# Required work:
• a. Could you reproduce, word for word, the passage of the PhysForge page that runs from "## Introduction and" to "requiring realistic physics."?
• b. Could you recast the rows from the line with "jacket, shaped like this sample" to the line with "Query: child standing in debris" as a JSON list of strings, one string per line, with blank lines left out?

# PhysForge: Generating Physics-Grounded 3D Assets for Interactive Virtual World

> PhysForge generates physics-grounded 3D assets from a single image using a two-stage pipeline that first plans a hierarchical physical blueprint with a VLM and then jointly synthesizes geometry and kinematic parameters via a novel KineVoxel Injection mechanism.

- **Source:** [arXiv](https://arxiv.org/abs/2605.05163)
- **Published:** 2026-05-08
- **Permalink:** https://picx.dev/p/yeqYmk
- **Whiteboard:** https://picx.dev/p/yeqYmk/image

## Summary

# PhysForge: Generating Physics-Grounded 3D Assets for Interactive Virtual Worlds

## Summary (Overview)
*   **Problem & Goal:** Existing 3D generation methods produce static "hollow shell" assets, lacking the physics and functional properties needed for interaction in virtual worlds and embodied AI. PhysForge aims to generate physics-grounded, simulation-ready 3D assets from a single image.
*   **Core Framework:** A decoupled two-stage pipeline: (1) A VLM acts as a "physical architect" to plan a **Hierarchical Physical Blueprint**, and (2) A physics-grounded diffusion model realizes this blueprint via a novel **KineVoxel Injection (KVI)** mechanism to jointly generate geometry, texture, and precise kinematic parameters.
*   **Dataset:** Introduces **PhysDB**, a large-scale dataset of 150,000 assets annotated with a novel **four-tier physical system** (holistic, static, functional, interactive properties).
*   **Key Innovation:** The **KineVoxel Injection** mechanism encodes articulation parameters (origin, axis, limits) into a special voxel representation, enabling synergistic generation with geometry within the diffusion process.
*   **Validation:** Extensive experiments show state-of-the-art performance in part structure planning and physics property generation. Generated assets are directly applicable in robotic simulators and game engines.

## Introduction and Theoretical Foundation
The rapid progress in 3D generative models has created a potential data engine for the soaring demand for 3D content in embodied AI and virtual worlds. However, a significant gap remains: existing methods focus solely on static geometry and textures, overlooking the **physics information** crucial for interaction. These generated assets cannot be manipulated, making them unsuitable for simulators or games requiring realistic physics.

# Task data:
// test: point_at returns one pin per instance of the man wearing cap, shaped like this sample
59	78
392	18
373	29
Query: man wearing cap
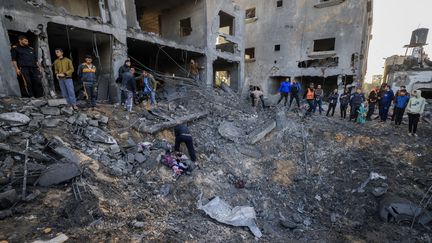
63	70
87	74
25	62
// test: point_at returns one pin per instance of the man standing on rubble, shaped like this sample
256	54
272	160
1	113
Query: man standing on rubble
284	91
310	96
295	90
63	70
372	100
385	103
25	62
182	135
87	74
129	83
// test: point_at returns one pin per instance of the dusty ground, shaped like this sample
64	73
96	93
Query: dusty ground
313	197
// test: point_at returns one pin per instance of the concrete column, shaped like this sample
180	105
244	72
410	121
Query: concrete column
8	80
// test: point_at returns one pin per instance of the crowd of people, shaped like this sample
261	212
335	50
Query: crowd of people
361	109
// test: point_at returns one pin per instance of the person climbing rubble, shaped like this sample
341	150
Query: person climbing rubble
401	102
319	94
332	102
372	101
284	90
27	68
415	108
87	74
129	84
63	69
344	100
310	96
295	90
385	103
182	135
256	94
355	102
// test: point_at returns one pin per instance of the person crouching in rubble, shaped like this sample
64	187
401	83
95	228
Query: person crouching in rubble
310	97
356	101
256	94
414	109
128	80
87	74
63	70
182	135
---
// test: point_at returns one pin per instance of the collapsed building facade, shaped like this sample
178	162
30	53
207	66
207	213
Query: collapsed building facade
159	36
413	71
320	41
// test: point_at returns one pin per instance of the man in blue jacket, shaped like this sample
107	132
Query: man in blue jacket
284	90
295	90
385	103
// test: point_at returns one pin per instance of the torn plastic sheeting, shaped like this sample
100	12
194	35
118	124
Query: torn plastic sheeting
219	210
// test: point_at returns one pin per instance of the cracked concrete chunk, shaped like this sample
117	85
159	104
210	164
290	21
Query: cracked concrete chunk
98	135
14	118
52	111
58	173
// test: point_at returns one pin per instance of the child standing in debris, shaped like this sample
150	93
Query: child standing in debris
...
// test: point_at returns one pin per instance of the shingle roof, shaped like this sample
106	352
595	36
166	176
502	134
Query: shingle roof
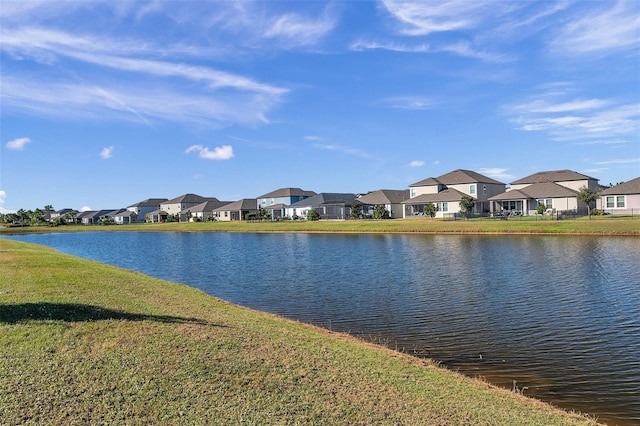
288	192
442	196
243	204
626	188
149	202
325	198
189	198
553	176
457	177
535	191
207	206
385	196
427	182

# Outputs:
• a.
## Introduction and Theoretical Foundation
The rapid progress in 3D generative models has created a potential data engine for the soaring demand for 3D content in embodied AI and virtual worlds. However, a significant gap remains: existing methods focus solely on static geometry and textures, overlooking the **physics information** crucial for interaction. These generated assets cannot be manipulated, making them unsuitable for simulators or games requiring realistic physics.

• b.
[
  "// test: point_at returns one pin per instance of the man in blue jacket, shaped like this sample",
  "107\t132",
  "Query: man in blue jacket",
  "284\t90",
  "295\t90",
  "385\t103",
  "// test: point_at returns one pin per instance of the torn plastic sheeting, shaped like this sample",
  "100\t12",
  "194\t35",
  "118\t124",
  "Query: torn plastic sheeting",
  "219\t210",
  "// test: point_at returns one pin per instance of the cracked concrete chunk, shaped like this sample",
  "117\t85",
  "159\t104",
  "210\t164",
  "290\t21",
  "Query: cracked concrete chunk",
  "98\t135",
  "14\t118",
  "52\t111",
  "58\t173",
  "// test: point_at returns one pin per instance of the child standing in debris, shaped like this sample",
  "150\t93",
  "Query: child standing in debris"
]